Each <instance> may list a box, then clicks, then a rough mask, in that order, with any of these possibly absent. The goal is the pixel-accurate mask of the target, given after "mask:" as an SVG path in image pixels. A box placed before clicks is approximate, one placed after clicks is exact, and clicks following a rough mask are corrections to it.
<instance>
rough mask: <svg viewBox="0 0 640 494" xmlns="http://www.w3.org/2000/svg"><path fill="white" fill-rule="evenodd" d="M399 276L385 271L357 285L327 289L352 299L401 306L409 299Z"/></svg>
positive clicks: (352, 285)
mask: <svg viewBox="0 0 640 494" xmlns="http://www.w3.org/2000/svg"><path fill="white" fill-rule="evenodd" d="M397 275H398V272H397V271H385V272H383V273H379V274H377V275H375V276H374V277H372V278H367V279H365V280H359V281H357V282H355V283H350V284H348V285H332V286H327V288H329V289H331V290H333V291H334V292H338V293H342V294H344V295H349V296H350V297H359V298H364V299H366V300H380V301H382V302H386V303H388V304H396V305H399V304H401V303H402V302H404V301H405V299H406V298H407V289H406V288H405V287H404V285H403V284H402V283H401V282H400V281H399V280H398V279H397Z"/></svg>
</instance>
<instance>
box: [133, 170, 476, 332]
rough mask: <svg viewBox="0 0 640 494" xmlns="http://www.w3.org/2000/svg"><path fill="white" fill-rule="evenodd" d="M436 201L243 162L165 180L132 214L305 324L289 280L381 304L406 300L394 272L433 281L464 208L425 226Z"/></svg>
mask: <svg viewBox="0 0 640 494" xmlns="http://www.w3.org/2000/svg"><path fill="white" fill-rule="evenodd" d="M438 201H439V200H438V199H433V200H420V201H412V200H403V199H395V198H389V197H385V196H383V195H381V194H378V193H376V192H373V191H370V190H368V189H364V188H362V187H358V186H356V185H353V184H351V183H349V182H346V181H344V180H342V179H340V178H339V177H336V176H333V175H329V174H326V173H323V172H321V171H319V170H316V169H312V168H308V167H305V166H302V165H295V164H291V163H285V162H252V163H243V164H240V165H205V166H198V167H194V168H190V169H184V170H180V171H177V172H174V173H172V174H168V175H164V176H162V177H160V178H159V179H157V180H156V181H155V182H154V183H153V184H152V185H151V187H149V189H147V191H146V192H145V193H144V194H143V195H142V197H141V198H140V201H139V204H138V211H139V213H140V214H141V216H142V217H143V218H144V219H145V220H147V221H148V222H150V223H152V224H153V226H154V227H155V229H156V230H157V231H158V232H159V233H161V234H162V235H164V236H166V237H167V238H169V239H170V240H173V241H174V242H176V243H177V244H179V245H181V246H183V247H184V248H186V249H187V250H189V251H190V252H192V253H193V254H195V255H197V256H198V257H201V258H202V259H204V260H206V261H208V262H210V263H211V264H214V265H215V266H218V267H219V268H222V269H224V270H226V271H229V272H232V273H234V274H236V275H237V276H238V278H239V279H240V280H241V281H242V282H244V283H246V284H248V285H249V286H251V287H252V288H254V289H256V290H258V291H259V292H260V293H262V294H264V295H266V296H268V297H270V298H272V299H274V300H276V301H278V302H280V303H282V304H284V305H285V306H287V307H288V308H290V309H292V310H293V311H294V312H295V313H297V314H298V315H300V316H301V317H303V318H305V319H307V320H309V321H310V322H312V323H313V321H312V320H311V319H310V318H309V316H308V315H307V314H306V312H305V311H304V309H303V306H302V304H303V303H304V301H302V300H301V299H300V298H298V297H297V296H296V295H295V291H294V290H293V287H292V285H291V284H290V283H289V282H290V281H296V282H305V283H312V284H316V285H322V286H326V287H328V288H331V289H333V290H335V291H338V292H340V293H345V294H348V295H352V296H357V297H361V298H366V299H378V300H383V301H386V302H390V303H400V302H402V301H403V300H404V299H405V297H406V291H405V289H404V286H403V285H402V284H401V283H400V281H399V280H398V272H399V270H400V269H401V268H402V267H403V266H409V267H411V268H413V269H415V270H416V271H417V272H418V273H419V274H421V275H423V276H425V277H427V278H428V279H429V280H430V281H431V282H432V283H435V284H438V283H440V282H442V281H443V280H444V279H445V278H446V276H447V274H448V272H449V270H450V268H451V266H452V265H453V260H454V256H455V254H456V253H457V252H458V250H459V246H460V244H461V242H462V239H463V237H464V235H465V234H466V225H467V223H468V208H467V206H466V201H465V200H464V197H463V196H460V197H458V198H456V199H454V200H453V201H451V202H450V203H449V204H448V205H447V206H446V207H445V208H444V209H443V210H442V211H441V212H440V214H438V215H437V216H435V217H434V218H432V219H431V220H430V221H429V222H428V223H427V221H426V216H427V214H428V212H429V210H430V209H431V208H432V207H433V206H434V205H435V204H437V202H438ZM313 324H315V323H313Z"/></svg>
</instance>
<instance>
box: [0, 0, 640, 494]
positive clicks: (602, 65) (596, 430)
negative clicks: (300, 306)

==

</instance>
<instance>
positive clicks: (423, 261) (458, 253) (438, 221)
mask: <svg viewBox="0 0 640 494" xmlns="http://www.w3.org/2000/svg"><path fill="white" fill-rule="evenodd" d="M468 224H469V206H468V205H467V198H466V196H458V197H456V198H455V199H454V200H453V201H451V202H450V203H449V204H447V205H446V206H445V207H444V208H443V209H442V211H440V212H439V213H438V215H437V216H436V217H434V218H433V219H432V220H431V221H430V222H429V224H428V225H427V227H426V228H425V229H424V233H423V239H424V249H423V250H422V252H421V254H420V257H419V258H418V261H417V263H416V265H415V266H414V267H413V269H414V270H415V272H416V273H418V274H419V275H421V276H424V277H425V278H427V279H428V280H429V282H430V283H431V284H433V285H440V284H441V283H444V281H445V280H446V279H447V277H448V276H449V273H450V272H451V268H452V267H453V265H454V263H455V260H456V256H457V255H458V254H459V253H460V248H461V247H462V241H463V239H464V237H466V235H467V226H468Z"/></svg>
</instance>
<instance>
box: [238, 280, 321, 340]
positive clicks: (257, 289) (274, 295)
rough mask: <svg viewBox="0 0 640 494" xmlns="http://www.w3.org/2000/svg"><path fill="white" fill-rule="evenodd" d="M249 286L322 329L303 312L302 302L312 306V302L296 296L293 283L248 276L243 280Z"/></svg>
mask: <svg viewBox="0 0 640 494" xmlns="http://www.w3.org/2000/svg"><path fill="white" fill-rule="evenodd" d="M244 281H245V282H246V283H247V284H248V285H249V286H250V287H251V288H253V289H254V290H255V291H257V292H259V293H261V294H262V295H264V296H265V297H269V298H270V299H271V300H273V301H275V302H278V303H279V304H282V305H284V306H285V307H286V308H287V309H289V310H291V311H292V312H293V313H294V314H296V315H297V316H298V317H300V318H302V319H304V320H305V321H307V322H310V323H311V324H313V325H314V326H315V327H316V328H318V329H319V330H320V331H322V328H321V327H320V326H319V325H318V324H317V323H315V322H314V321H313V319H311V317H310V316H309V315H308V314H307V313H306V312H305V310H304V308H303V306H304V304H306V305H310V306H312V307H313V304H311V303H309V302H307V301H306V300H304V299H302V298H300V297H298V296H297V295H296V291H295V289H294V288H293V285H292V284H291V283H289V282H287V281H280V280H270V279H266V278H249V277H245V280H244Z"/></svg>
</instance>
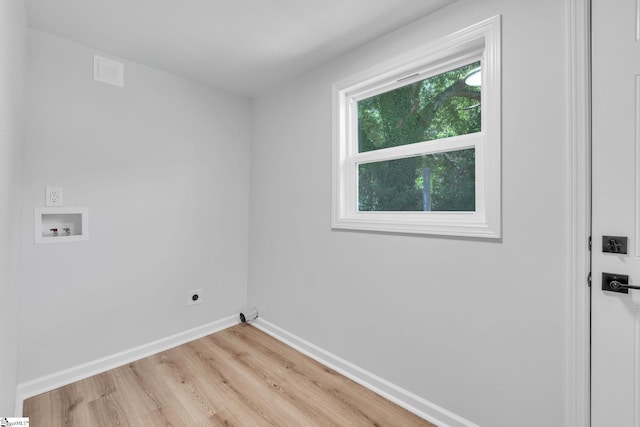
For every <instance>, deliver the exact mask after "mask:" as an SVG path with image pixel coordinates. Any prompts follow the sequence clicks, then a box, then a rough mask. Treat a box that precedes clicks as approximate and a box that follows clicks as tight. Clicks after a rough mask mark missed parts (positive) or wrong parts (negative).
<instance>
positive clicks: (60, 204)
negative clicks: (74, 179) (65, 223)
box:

---

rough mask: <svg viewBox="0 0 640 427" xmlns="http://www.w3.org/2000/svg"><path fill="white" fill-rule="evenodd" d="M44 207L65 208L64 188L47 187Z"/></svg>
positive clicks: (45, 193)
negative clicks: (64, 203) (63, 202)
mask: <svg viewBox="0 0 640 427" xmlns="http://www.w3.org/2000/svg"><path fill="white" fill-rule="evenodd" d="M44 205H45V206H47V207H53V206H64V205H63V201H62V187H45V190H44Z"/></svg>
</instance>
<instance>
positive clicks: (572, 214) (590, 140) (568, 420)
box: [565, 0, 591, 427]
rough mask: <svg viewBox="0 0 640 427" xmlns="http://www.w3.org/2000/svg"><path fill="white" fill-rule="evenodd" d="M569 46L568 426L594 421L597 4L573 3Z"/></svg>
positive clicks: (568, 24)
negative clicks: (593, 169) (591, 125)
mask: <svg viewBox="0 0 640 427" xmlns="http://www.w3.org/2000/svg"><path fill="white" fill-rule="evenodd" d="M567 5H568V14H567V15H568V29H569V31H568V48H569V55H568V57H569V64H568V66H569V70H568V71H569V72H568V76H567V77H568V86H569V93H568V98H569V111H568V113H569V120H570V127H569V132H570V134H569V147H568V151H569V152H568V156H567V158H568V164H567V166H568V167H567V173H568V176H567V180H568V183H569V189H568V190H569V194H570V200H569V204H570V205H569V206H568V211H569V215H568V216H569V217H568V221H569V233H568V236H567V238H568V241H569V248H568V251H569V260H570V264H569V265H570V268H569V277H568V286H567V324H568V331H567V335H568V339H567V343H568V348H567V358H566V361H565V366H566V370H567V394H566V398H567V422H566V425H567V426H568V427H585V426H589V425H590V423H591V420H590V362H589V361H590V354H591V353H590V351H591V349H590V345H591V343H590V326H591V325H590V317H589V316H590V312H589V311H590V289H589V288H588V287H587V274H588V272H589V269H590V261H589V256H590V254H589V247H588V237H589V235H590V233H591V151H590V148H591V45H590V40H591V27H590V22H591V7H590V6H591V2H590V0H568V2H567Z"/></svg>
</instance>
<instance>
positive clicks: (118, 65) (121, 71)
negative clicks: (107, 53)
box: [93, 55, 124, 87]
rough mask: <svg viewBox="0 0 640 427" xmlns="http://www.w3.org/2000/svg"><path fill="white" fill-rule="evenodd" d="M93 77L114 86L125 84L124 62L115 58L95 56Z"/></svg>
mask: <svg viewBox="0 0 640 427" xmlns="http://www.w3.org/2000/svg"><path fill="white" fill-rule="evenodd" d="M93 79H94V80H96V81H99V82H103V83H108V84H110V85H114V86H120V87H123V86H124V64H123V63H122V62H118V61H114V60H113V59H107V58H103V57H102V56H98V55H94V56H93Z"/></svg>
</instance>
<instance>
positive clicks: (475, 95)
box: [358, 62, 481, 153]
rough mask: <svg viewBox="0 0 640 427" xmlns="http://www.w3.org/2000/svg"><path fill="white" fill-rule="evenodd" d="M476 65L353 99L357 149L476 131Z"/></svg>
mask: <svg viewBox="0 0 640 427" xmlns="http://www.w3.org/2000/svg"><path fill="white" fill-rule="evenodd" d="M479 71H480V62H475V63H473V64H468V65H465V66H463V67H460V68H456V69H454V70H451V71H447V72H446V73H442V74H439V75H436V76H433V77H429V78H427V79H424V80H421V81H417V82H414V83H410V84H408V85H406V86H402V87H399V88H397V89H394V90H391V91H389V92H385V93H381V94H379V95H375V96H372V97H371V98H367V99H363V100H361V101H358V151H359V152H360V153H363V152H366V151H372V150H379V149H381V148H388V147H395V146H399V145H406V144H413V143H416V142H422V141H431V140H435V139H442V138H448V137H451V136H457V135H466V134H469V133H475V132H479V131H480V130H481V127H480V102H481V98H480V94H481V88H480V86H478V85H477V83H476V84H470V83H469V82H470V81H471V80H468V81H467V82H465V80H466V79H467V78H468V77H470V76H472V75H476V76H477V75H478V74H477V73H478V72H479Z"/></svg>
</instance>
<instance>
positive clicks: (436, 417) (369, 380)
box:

[Exercise instructions]
Please copy, exactly as written, every line in the listing above from the line with "Each <instance> may" up to and including the line with "276L385 271L357 285L327".

[Response box]
Each <instance> may list a box, then clicks, then a rough mask, in that order, with any of these possibly absent. The goal is the pixel-accurate mask of the target, given after "mask:" as an SVG path in image pixels. A box placed before clicks is approximate, one placed after clicks is exact, and clicks following a rough mask are corrections to it.
<instance>
rough mask: <svg viewBox="0 0 640 494" xmlns="http://www.w3.org/2000/svg"><path fill="white" fill-rule="evenodd" d="M399 276L385 271L357 285L327 289L352 299L401 306L409 299Z"/></svg>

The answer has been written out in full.